▶ **PROBLEM TO WORK ON**:
Count the lines in the items below that contain the string "every", treating uppercase and lowercase as different, and reply with the number alone.

>> start THE RECORDS

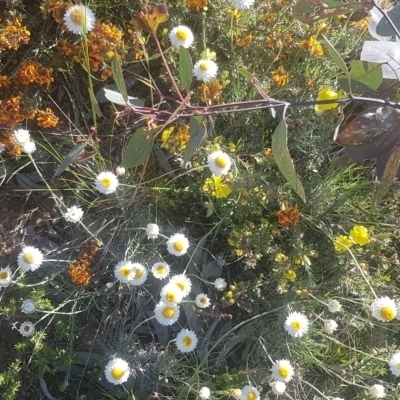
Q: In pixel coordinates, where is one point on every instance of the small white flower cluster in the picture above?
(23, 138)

>> end THE RECORDS
>> start THE RECORDS

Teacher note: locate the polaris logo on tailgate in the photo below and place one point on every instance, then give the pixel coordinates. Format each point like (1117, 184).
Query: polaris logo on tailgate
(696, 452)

>> end THE RECORDS

▶ **REPLY**:
2